## EXTRAIT DU TEXTE
Chap. 54. Un incident auquel l’amour n’était pas étranger, donna lieu à l’audacieuse entreprise d’Aristogiton et d’Harmodius. En la racontant, je démontrerai que personne, sans même en excepter les Athéniens, n’a parlé avec exactitude de ces tyrans, ni du fait dont il s’agit. Après Pisistrate, mort en possession de la tyrannie dans un âge avancé, ce ne fut pas, comme on le pense, Hipparque, mais Hippias, son fils aîné, qui régna. Harmodius était dans l’âge où la jeunesse a le plus d’éclat : Aristogiton, citoyen de moyenne condition, l’aima et lui plut. Harmodius, recherché par Hipparque, fils de Pisistrate, ne répondit point à ses désirs, qu’il fit connaître à Aristogiton. Celui-ci conçut tout le chagrin qu’inspire l’amour jaloux, et craignant que son rival n’employât la force, il résolut dès-lors de mettre en usage tout ce qu’il avait de moyens pour détruire la tyrannie. Hipparque cependant renouvela ses tentatives auprès d’Harmodius, mais toujours avec aussi peu de succès. Il ne voulait rien faire qui tînt de la violence, mais il se préparait à l’outrager dans une circonstance et pour une cause difficiles à expliquer, et, en apparence, étrangères à sa passion : car, loin de se montrer dur envers le peuple dans l’exercice de sa puissance, il administrait de manière à imposer silence à l’envie. Ces tyrans affectèrent long-temps la sagesse et la vertu ; contens de lever sur les Athéniens le vingtième des revenus, ils embellissaient la ville, soutenaient la guerre et faisaient, dans les fêtes, les frais des sacrifices. La république, dans tout le reste, était gouvernée d’après ses antiques lois : seulement les tyrans avaient soin de placer quelqu’un des leurs dans les charges. Plusieurs remplirent à Athènes la magistrature annuelle ; entre autres Pisistrate, qui portait le nom de son aïeul, et qui, fils du tyran Hippias, éleva, pendant qu’il était archonte, l’autel des douze dieux dans l’agora, et celui d’Apollon, dans l’hiéron d’Apollon pythien. Le peuple athénien ayant ajouté de nouvelles constructions à l’autel qui était dans l’agora, l’inscription disparut ; mais on lit encore celle de l’autel d’Apollon, quoique l’écriture en soit fatiguée. Elle porte : « Pisistrate, fils d’Hippias, a élevé ce monument de sa magistrature dans l’enceinte consacrée à Apollon pythien. »

## PETITE TÂCHE A
D'après l'extrait sur Harmodius et Aristogiton :
(i) Qui régna après la mort de Pisistrate ?
(ii) Quelle part des revenus les tyrans levaient-ils sur les Athéniens ?
(iii) Quels autels Pisistrate, fils d'Hippias, éleva-t-il pendant son archontat ?

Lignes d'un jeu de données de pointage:
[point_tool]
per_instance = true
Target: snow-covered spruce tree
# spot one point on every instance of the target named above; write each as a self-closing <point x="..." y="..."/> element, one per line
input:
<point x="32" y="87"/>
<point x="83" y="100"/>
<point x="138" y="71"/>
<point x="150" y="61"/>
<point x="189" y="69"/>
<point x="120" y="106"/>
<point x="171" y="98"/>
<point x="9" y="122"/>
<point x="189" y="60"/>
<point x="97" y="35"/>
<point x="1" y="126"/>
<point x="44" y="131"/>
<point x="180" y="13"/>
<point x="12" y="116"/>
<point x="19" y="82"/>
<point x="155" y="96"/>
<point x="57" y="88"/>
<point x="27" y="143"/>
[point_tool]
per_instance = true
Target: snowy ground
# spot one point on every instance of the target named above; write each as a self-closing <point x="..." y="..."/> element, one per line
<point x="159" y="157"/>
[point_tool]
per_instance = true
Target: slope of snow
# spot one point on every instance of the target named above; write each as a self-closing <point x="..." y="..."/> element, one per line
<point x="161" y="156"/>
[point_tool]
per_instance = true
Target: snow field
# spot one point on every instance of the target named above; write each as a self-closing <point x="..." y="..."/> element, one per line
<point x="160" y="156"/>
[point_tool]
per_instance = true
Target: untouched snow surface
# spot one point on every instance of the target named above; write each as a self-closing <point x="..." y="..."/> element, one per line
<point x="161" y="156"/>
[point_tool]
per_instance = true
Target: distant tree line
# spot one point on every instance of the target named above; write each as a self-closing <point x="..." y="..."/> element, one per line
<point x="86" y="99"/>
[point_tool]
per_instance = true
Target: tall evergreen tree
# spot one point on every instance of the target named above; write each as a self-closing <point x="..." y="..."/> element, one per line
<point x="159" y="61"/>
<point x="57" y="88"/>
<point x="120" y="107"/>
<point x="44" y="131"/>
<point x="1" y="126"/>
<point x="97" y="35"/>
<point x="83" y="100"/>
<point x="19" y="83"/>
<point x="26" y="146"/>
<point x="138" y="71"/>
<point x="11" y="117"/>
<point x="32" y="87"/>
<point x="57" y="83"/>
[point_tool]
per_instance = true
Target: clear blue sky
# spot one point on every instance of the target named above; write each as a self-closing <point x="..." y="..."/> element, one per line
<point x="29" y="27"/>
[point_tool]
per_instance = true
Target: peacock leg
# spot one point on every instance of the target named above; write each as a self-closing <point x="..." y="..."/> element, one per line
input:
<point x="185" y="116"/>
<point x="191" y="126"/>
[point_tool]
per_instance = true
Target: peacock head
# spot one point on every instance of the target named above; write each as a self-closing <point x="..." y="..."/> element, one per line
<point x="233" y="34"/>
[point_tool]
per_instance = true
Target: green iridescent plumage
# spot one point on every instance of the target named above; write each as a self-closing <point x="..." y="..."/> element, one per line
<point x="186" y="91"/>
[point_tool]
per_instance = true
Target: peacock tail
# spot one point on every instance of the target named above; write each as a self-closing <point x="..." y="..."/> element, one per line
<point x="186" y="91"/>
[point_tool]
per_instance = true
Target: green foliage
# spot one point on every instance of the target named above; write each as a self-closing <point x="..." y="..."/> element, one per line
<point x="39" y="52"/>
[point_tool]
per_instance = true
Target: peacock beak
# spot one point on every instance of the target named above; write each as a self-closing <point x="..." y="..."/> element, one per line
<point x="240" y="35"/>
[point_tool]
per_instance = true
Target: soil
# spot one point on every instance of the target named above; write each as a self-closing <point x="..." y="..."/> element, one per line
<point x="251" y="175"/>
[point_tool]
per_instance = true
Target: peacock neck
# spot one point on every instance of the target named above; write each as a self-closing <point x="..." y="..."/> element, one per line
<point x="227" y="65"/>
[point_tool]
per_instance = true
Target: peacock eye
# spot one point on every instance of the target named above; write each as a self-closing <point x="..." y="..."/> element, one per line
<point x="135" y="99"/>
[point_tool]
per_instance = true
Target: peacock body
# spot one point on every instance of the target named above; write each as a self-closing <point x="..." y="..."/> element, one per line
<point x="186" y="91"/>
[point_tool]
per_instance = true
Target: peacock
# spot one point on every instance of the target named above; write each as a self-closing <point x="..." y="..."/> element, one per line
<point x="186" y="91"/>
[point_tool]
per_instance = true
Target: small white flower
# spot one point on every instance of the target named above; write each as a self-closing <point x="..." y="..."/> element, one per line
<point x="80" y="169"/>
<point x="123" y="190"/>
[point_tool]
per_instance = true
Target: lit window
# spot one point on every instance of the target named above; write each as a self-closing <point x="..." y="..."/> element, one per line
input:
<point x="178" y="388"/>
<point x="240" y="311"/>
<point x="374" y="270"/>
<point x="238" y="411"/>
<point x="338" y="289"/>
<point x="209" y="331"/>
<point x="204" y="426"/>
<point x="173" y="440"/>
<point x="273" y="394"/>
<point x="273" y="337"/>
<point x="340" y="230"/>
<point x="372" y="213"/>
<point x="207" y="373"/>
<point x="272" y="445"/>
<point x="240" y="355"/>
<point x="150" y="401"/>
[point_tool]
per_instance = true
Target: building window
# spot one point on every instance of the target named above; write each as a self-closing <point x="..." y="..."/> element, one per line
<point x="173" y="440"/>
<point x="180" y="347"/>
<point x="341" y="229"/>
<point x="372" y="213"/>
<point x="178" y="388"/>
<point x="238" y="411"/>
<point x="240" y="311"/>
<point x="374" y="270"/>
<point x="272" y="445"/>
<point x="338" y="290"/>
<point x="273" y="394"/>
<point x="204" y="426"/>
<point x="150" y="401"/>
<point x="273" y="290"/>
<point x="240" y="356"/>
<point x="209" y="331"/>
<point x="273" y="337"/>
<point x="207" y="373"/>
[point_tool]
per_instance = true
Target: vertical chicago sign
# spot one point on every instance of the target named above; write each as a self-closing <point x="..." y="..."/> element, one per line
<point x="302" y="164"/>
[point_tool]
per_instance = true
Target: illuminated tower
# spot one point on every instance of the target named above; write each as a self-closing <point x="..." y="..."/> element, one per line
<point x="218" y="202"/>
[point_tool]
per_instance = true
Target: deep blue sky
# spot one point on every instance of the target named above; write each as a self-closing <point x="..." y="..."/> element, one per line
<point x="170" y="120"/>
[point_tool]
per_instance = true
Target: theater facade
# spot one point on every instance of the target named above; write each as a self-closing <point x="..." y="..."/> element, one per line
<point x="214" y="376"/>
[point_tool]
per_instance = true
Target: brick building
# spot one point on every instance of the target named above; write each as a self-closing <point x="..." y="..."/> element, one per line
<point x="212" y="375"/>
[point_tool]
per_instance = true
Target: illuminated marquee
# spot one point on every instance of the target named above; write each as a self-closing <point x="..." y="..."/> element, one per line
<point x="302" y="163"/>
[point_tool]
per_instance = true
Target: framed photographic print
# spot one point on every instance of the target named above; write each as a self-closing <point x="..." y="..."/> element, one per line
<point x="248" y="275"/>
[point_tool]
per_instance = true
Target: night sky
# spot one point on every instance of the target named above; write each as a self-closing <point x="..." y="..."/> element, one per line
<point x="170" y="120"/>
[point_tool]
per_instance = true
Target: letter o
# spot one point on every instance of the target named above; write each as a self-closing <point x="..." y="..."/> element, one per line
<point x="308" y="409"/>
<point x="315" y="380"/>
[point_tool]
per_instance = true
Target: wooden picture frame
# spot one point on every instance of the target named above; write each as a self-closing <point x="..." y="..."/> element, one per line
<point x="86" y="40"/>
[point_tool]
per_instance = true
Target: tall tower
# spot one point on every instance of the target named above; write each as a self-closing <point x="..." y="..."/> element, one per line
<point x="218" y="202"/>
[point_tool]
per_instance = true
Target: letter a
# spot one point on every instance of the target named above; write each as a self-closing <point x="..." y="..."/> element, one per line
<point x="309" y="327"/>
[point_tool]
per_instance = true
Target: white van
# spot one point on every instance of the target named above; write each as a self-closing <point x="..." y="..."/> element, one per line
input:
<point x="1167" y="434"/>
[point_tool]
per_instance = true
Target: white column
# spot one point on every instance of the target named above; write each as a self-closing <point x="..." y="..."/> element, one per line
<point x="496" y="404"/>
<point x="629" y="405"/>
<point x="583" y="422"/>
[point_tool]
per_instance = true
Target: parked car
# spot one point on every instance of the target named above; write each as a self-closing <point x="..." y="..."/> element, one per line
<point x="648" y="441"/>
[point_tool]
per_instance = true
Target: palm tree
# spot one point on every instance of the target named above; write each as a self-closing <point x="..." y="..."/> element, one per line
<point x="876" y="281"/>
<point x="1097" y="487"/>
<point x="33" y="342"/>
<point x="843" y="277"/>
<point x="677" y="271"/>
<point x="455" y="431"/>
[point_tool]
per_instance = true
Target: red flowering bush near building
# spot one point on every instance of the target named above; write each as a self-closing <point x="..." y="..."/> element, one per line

## PETITE TÂCHE B
Quelles lignes du listing contiennent le mot « white » ? Relevez-les toutes, sans les modifier.

## CORRIGÉ A
(i) Hippias, son fils aîné.
(ii) Le vingtième.
(iii) L'autel des douze dieux dans l'agora et celui d'Apollon dans l'hiéron d'Apollon pythien.

## CORRIGÉ B
Target: small white flower
Target: white van
Target: white column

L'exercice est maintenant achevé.